* AIM OF THE TASK
Please write out the lines of the data exactly, beginning with the first and ending with the line containing "of the striped"; leave the pictures behind.

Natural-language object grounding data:

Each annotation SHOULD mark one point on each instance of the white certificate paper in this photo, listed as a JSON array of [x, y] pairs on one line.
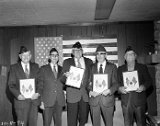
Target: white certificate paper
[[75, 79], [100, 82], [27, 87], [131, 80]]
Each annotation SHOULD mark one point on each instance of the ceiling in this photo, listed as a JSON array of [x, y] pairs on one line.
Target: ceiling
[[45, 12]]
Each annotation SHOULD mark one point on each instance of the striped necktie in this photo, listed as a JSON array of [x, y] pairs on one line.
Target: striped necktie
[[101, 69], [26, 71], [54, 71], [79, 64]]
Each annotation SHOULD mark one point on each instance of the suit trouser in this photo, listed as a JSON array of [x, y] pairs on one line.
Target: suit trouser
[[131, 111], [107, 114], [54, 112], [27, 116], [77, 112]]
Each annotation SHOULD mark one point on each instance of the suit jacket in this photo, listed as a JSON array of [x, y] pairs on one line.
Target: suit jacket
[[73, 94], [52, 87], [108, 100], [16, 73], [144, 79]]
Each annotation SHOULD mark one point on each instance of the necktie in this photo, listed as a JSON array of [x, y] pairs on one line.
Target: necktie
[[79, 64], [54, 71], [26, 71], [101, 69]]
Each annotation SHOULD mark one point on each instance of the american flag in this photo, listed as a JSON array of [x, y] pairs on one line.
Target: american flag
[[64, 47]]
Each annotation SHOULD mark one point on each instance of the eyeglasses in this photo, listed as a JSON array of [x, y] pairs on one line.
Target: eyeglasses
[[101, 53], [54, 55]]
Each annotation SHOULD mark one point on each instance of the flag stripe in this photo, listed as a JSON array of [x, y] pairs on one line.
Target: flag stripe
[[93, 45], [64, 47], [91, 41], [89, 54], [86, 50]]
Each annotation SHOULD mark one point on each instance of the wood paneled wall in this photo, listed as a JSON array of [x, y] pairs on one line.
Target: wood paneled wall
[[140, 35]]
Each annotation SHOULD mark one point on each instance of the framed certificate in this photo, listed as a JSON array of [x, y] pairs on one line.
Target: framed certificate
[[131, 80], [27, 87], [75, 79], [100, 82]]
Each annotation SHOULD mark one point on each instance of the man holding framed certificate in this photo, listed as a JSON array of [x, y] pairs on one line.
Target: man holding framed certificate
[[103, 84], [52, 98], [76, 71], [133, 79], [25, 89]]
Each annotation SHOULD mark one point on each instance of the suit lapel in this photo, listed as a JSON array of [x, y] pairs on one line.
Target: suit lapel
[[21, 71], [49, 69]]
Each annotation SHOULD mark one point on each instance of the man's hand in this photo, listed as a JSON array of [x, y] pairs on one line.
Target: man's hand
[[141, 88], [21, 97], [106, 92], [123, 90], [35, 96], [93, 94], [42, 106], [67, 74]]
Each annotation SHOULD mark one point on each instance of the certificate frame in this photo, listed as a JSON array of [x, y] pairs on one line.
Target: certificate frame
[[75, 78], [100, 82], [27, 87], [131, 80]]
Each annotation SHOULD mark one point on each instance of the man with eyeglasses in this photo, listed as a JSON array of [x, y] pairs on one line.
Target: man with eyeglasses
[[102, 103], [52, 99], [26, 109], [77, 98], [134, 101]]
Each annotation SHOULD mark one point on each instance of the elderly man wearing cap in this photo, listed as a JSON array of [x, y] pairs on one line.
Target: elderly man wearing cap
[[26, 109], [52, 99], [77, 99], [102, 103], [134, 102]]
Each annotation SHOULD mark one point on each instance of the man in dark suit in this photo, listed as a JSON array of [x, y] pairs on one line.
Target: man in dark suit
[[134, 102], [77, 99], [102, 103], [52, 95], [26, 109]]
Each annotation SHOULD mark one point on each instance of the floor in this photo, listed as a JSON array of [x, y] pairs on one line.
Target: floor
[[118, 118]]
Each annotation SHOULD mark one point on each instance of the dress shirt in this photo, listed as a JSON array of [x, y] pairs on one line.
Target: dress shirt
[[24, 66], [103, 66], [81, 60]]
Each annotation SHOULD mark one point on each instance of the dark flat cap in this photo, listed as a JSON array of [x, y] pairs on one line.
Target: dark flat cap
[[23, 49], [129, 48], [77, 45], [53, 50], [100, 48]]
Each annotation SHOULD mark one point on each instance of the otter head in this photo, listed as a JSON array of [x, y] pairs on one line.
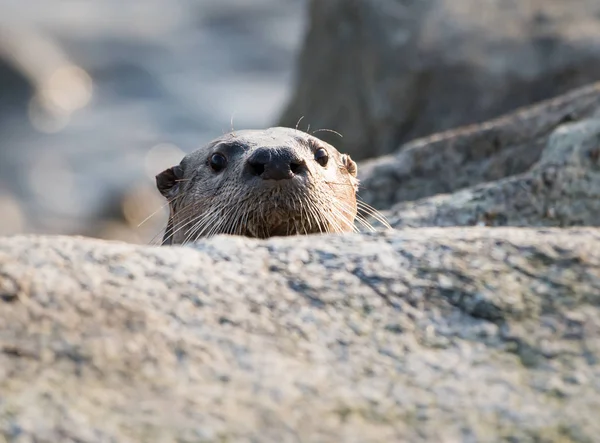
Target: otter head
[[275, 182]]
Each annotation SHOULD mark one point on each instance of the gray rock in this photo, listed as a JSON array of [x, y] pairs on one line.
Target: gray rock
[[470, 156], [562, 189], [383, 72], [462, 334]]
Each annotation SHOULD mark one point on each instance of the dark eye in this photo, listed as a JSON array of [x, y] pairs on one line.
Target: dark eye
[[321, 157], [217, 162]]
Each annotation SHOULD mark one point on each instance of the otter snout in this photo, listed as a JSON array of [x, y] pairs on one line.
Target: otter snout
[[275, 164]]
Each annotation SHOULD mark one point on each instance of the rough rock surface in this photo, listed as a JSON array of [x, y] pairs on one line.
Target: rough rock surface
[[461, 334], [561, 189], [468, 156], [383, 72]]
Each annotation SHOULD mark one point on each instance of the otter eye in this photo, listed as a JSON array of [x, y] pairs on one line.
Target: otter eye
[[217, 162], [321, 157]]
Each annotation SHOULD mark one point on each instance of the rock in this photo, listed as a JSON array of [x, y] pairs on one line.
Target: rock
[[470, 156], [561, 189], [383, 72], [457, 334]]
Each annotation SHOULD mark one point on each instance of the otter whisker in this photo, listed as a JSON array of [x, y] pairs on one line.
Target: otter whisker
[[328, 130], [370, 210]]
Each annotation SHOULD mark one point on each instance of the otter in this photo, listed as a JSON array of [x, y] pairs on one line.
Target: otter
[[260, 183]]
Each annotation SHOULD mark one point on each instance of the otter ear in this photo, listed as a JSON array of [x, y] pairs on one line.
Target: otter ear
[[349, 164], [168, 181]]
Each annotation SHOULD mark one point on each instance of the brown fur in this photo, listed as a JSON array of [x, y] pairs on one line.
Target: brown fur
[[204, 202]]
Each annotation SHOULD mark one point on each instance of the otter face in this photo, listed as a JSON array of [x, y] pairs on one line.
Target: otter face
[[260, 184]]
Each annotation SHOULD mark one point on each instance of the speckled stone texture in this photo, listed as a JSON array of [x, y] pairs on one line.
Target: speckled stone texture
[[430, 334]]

* TASK RESPONSE
Each annotation SHOULD mark one point on each instance of the white certificate paper in this photo, listed as a JSON array of [x, y] pairs on one line.
Target: white certificate paper
[[75, 79], [100, 82], [27, 87], [131, 80]]
Each annotation SHOULD mark one point on each instance of the ceiling in this photo, listed as a JSON array of [x, y] pairs on one line.
Target: ceiling
[[45, 12]]
Each annotation SHOULD mark one point on each instance of the striped necktie in this photo, listed as a JSON array of [x, y] pairs on one line.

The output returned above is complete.